* [Text provided]:
▬▬▬▬▬▬▬▬▬▬

# Just in case Tivo forgot...



## eboydog (Mar 24, 2006)

Really would like Android support for Stream....


----------



## bradleys (Oct 31, 2007)

Margret's typical day at TiVo:

Swinging by the grocery store to pick a few things up today... Hmm, eggs - check, milk - check, bread - check... Damn, I forgot Android support for stream again!


----------



## moedaman (Aug 21, 2012)

Honestly, at this point, I really doubt that Tivo forgot about Android support. For whatever reason, they just aren't going to do it.


----------



## Dan203 (Apr 17, 2000)

Latest rumor says it got pushed to June. 

That's nearly two full years after the initial release.


----------



## unitron (Apr 28, 2006)

Dan203 said:


> Latest rumor says it got pushed to June.
> 
> That's nearly two full years after the initial release.


Let's just say that the code name is Duke Nukem Forever.


----------



## Dan203 (Apr 17, 2000)

LOL that did eventually get released. Just 9 years late.


----------



## unitron (Apr 28, 2006)

Dan203 said:


> LOL that did eventually get released. Just 9 years late.


Didn't it still beat the latest DirecTiVo to market?


----------



## Dan203 (Apr 17, 2000)

Not quite. I was wrong about the 9 years DNF was announced in 1997 and released in 2011. That's longer then TiVo has even been in business.


----------



## Joe01880 (Feb 8, 2009)

eboydog said:


> Really would like Android support for Stream....


What he said, please!


----------



## eboydog (Mar 24, 2006)

*OK, really.... Now I have a Stream, I really would like to be able to watch Tivo on my Samsung tablet*!

Let me guess, rooted Android tablets will be shunned?


----------



## Dan203 (Apr 17, 2000)

eboydog said:


> *OK, really.... Now I have a Stream, I really would like to be able to watch Tivo on my Samsung tablet*!
> 
> Let me guess, rooted Android tablets will be shunned?

▬▬▬▬▬▬▬▬▬▬

* [What to work on]:
A) In the forum thread, in what years was Duke Nukem Forever announced and released?
B) Rewrite the part of the forum thread starting at "Swinging by the" and ending at "for stream again!", putting "coffee" in place of "milk".

▬▬▬▬▬▬▬▬▬▬

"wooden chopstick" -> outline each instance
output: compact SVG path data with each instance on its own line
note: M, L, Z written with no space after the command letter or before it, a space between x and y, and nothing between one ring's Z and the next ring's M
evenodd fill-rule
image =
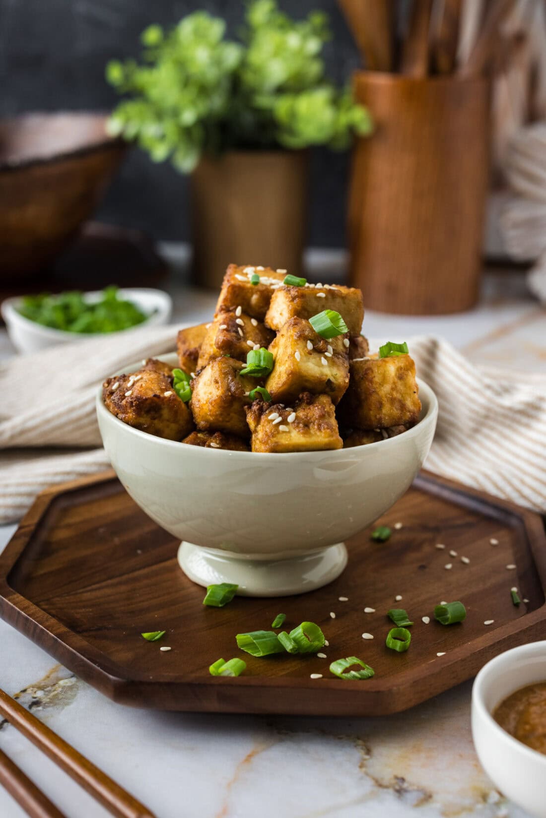
M2 690L0 690L0 715L118 818L156 818L147 807L137 801ZM60 812L52 815L55 818L64 818ZM44 812L43 816L45 818L47 813Z
M65 818L11 758L0 750L0 784L30 818Z

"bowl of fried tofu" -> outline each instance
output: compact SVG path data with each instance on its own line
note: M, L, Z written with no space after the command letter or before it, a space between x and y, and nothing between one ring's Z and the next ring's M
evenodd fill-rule
M231 264L210 322L102 384L106 453L194 582L320 587L410 486L437 401L405 344L370 352L363 319L359 290Z

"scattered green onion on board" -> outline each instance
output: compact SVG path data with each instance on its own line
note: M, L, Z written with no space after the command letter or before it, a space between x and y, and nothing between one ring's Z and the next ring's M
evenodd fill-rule
M386 344L379 348L379 357L391 357L394 355L407 355L409 349L408 349L408 344L405 341L404 344L395 344L394 341L387 341Z
M359 665L362 670L349 670L354 665ZM373 667L357 656L348 656L346 659L337 659L330 665L330 672L338 679L371 679L373 676Z
M305 287L307 284L307 279L300 278L298 276L291 276L289 273L284 276L282 283L286 287Z
M245 670L246 663L239 658L229 659L228 662L217 659L209 667L210 676L241 676Z
M264 378L273 367L273 353L261 347L251 349L246 355L246 366L239 375L249 375L252 378Z
M278 614L273 621L271 622L272 627L282 627L284 625L284 620L287 618L286 614Z
M238 585L233 585L232 582L208 585L203 605L210 605L211 608L223 608L232 601L238 587Z
M391 608L390 611L386 612L386 615L390 619L392 619L397 627L405 627L413 624L404 608Z
M309 324L321 338L335 338L348 332L347 325L339 314L333 309L325 309L309 318Z
M436 605L434 618L442 625L454 625L463 622L467 616L467 609L462 602L446 602L444 605Z
M248 397L251 401L255 401L257 395L261 395L266 402L273 400L273 398L264 386L256 386L255 389L250 389L248 393Z
M162 636L165 636L165 631L148 631L147 633L141 633L141 636L147 640L147 642L159 642Z
M282 654L285 649L273 631L237 633L235 638L238 647L251 656L269 656L271 654Z
M377 528L374 528L370 534L370 537L375 540L376 542L386 542L391 534L392 529L388 525L380 525Z
M385 644L391 650L403 654L409 647L411 640L412 635L406 627L391 627L387 633Z

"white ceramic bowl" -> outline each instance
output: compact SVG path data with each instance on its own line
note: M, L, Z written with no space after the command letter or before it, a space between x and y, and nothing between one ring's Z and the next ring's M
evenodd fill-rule
M147 320L138 326L163 326L169 323L173 302L170 295L164 293L162 290L129 287L120 289L120 294L128 301L133 301L142 312L149 316ZM100 297L101 293L98 290L85 293L85 299L90 303L97 301ZM96 333L65 332L64 330L42 326L41 324L25 318L17 312L16 308L20 304L20 297L7 299L0 307L2 317L6 321L7 334L14 347L20 353L36 353L40 349L45 349L46 347L56 346L57 344L71 344L74 341L98 337Z
M546 681L546 641L496 656L472 688L472 738L484 770L499 789L537 818L546 818L546 756L512 738L491 713L526 685Z
M343 541L408 488L430 449L438 413L431 388L422 381L419 388L423 408L413 429L330 452L262 454L164 440L111 415L102 390L97 412L123 485L183 541L178 561L186 573L201 585L237 582L241 594L273 596L335 579L346 564Z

▬▬▬▬▬▬▬▬▬▬

* [Responses per task]:
A) It was announced in 1997 and released in 2011.

B)
Swinging by the grocery store to pick a few things up today... Hmm, eggs - check, coffee - check, bread - check... Damn, I forgot Android support for stream again!